### [Problem details]
Produce an exact copy of the data below.

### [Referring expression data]
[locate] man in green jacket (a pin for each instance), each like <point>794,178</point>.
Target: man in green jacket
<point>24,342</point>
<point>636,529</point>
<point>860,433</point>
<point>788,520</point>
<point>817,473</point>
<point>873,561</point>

### [Answer box]
[locate] man in green jacket (a pin for each instance), each like <point>794,178</point>.
Target: man in green jacket
<point>24,342</point>
<point>636,529</point>
<point>860,433</point>
<point>788,520</point>
<point>817,473</point>
<point>873,561</point>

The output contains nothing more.